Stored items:
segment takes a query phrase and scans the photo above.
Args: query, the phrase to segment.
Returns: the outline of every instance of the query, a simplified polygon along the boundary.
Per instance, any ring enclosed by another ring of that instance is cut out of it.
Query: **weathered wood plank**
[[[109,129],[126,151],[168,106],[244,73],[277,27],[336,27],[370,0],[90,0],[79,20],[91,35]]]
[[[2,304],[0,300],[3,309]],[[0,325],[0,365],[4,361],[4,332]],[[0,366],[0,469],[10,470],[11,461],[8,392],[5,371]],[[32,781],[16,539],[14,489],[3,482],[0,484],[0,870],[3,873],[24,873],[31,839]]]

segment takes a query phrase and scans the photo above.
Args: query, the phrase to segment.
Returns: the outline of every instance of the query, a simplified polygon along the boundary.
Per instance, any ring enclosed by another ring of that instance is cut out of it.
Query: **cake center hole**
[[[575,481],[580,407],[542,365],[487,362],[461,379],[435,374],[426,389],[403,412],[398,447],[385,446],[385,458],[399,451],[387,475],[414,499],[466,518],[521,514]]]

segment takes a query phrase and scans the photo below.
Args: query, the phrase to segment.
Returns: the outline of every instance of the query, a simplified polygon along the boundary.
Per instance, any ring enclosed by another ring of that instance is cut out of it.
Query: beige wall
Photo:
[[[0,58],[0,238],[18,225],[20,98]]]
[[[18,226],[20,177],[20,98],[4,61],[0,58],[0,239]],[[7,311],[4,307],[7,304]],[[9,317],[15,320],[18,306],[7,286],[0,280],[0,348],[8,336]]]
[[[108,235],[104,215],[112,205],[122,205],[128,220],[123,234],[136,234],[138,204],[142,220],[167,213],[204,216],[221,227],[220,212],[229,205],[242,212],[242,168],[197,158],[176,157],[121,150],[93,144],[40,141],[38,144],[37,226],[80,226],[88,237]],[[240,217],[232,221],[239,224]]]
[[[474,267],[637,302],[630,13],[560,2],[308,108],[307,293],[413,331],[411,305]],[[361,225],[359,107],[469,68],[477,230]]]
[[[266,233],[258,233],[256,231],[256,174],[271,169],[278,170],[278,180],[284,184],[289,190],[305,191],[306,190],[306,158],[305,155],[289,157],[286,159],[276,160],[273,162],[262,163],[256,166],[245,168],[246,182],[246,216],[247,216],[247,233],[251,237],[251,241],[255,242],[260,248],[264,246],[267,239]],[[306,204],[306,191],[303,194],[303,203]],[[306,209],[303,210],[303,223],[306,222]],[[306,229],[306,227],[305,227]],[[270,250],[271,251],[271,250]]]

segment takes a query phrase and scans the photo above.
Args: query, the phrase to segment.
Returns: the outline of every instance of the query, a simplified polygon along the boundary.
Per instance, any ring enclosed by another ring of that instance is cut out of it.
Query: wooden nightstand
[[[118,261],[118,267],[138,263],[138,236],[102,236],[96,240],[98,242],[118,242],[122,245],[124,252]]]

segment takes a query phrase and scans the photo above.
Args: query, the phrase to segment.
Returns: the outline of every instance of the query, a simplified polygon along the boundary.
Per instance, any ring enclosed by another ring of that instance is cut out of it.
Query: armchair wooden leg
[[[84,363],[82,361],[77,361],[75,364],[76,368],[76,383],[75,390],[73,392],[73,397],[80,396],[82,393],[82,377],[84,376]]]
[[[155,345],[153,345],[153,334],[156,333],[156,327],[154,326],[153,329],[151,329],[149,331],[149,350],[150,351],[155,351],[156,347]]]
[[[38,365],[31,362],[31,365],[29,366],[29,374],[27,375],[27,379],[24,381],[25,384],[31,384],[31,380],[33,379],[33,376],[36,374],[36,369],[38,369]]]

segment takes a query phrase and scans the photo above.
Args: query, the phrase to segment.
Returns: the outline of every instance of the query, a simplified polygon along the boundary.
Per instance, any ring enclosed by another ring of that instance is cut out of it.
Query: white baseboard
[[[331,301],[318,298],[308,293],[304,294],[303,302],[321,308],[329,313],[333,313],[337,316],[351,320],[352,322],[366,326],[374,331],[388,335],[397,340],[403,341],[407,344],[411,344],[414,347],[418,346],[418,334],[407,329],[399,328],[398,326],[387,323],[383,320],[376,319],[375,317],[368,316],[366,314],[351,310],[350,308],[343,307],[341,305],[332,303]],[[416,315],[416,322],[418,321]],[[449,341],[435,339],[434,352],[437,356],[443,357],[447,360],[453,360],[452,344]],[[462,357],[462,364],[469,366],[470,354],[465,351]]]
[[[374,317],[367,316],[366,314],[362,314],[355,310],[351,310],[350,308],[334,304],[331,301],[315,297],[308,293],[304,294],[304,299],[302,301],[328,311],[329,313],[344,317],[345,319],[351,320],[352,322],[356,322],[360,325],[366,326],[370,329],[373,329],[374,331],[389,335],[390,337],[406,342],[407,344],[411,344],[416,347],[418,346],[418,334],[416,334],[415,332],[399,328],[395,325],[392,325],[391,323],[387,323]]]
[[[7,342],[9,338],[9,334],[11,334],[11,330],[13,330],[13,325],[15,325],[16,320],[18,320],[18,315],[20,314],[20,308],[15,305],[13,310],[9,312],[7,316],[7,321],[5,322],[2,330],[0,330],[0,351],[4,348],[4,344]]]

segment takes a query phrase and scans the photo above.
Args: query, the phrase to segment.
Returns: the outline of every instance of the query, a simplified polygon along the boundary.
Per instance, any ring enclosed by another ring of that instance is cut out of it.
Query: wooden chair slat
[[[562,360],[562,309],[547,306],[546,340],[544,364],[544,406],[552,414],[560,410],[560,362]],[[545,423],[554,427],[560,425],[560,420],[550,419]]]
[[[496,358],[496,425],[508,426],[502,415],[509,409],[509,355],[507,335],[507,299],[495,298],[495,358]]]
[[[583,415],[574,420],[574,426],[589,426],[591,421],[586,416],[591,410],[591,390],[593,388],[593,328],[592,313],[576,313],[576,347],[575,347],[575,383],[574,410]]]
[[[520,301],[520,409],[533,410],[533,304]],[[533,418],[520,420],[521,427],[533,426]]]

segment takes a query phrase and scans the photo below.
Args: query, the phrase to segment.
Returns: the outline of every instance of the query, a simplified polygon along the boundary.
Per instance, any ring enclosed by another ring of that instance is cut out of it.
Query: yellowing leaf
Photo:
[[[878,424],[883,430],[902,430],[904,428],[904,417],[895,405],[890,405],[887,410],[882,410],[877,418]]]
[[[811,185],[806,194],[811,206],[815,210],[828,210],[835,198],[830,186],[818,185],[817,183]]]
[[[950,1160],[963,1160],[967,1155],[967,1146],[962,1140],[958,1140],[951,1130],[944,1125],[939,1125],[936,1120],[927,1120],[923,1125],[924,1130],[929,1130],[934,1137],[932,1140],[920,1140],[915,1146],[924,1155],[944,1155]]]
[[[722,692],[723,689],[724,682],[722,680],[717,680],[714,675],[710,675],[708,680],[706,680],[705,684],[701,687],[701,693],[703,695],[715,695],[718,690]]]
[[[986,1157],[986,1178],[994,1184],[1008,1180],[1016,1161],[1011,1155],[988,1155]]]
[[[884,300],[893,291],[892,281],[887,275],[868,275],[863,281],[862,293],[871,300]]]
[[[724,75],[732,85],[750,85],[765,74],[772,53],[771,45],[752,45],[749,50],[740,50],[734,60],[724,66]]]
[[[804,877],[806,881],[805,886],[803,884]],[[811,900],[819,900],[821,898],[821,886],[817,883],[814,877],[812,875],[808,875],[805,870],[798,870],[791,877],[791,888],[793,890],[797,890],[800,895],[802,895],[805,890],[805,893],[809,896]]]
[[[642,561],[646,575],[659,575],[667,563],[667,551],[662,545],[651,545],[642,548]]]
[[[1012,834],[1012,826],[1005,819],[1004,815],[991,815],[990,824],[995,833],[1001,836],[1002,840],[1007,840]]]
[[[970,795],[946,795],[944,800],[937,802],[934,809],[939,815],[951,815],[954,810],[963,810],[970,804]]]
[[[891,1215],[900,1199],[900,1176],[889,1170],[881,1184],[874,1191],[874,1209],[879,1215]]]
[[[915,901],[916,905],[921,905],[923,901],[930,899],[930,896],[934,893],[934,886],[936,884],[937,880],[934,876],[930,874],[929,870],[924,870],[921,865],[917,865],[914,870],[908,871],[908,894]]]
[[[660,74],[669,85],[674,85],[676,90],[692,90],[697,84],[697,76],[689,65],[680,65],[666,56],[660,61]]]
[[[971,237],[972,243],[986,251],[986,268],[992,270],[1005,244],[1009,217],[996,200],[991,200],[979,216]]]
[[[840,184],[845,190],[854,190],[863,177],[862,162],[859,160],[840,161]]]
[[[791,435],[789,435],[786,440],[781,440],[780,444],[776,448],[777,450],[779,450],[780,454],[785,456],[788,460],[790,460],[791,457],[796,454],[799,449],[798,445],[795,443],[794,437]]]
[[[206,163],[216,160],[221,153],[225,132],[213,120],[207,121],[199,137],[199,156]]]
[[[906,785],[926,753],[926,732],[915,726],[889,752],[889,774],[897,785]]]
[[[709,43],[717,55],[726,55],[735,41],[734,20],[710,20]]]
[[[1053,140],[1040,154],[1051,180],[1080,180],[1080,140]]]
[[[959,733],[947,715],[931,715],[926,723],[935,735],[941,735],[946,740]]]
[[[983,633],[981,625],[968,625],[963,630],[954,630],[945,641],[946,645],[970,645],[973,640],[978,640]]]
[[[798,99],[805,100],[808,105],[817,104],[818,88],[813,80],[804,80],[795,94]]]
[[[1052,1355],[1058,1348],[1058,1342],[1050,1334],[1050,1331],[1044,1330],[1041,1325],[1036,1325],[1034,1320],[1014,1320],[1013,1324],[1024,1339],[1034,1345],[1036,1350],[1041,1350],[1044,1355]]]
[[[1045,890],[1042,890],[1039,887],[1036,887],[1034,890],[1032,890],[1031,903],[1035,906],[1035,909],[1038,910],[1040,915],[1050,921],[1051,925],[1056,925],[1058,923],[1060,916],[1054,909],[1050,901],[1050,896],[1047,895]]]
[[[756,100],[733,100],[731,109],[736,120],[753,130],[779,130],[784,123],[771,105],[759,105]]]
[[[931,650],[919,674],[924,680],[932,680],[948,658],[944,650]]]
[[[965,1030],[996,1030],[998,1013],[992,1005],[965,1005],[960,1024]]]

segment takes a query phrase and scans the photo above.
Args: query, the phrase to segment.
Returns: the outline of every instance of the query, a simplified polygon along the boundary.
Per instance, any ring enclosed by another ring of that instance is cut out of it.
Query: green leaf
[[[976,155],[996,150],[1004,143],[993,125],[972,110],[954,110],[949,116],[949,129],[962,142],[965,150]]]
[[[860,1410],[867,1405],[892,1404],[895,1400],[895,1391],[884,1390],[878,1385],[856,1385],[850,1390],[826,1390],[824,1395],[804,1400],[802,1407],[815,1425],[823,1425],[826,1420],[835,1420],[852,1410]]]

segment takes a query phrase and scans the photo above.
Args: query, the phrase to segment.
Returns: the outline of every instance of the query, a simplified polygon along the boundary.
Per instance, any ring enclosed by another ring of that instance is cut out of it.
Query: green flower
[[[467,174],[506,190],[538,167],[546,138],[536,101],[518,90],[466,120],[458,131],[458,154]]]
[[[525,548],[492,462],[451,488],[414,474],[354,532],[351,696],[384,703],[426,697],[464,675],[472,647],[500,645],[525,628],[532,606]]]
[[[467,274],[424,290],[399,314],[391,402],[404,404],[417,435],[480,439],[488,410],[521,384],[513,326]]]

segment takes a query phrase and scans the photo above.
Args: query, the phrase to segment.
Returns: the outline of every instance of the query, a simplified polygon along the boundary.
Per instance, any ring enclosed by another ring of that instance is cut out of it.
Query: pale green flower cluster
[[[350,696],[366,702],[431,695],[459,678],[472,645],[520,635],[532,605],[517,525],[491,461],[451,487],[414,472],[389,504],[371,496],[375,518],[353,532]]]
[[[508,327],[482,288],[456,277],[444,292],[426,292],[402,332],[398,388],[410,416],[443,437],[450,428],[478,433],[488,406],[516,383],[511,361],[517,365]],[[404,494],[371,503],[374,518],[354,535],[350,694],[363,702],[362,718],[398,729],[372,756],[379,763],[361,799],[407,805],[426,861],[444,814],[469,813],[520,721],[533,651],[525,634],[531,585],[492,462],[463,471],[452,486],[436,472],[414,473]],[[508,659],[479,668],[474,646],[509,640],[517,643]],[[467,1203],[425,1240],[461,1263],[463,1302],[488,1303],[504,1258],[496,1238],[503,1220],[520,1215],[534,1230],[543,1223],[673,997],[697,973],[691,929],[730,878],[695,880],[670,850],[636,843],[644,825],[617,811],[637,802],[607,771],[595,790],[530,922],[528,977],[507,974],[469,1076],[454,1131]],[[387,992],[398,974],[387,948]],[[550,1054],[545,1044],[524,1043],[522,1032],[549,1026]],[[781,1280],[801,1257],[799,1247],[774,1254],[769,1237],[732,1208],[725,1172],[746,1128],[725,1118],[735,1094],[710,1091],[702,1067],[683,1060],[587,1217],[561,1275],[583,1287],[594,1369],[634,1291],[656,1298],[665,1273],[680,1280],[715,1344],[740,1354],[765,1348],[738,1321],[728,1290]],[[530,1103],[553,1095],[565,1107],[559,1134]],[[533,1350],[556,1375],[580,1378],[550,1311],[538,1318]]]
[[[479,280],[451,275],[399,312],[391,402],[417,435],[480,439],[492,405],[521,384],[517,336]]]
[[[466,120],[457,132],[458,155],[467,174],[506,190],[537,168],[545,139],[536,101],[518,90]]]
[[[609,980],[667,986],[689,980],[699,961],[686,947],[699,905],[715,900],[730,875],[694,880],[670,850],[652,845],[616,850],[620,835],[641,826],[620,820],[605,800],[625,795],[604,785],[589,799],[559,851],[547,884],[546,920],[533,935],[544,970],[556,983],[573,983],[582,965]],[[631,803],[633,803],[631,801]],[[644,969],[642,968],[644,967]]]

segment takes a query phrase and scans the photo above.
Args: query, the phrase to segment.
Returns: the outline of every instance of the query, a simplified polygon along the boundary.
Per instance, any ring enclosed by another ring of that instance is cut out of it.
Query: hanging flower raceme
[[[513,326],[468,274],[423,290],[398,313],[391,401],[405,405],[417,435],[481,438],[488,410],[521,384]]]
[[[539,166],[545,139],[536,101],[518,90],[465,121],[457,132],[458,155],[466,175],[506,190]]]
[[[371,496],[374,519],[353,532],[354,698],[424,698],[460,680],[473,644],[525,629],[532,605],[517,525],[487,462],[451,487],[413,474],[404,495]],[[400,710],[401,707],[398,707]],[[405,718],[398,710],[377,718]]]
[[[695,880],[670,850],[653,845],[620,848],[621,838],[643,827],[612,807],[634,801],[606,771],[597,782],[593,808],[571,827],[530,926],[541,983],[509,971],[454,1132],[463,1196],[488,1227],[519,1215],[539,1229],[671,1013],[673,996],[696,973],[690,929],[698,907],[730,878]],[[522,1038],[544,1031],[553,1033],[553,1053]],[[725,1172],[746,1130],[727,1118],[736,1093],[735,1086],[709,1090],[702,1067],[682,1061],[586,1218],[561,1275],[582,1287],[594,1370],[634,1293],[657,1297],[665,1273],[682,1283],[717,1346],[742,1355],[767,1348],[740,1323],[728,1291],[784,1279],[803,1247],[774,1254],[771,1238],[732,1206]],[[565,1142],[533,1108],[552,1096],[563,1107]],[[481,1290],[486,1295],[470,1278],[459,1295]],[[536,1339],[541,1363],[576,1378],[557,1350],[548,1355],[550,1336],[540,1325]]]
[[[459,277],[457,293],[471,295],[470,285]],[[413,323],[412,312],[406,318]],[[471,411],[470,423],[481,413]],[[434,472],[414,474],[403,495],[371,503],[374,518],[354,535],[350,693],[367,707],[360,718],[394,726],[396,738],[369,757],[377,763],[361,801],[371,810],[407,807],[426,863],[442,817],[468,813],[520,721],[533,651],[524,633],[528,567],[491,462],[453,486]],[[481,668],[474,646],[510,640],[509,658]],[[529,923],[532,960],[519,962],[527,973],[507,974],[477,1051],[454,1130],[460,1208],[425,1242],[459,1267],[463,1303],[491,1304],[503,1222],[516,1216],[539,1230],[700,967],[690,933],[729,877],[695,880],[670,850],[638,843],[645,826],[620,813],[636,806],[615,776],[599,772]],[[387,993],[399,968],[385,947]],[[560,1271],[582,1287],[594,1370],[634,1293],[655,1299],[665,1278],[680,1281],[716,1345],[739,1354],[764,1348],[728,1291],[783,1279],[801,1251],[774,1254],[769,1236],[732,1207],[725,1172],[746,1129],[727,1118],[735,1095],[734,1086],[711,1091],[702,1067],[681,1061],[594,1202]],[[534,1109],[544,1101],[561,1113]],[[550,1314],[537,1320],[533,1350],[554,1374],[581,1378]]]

WORK ORDER: Lines from the first one above through the line containing "Query: beige wall" are to be retyped exactly, both included, and nothing more.

OUTPUT OF THE EXERCISE:
segment takes a query phrase and scans the photo above.
Args: query, the phrase to segment.
Returns: the outline of every instance of the query, a simplified polygon along the boundary.
Per instance, any ring enclosed by another ring of that instance is cut out of it.
Query: **weathered wood plank**
[[[109,129],[126,151],[168,106],[244,73],[277,27],[336,27],[370,0],[90,0],[79,20],[91,35]]]
[[[2,304],[0,300],[3,309]],[[0,325],[0,365],[4,361],[4,332]],[[0,366],[0,469],[10,470],[11,461],[8,392],[5,371]],[[32,781],[16,539],[14,489],[3,482],[0,484],[0,870],[3,873],[24,873],[31,839]]]

segment takes a query phrase and scans the photo above.
Args: query, the phrase to segment.
Returns: the outline of every instance of the query, a simplified polygon along the boundary.
Per instance, any ring enclosed by another ring of that instance is cut out of it.
Query: **cake center hole**
[[[575,481],[580,407],[542,365],[487,362],[461,379],[435,374],[426,389],[403,412],[398,447],[385,446],[385,458],[399,451],[387,475],[414,499],[466,518],[521,514]]]

segment takes a query phrase and scans the photo below.
Args: query, the phrase to segment.
Returns: the outline of every instance of the query, a simplified polygon along the boundary.
Per instance, any ring enclosed by another ring of that instance is cut out of it.
Query: beige wall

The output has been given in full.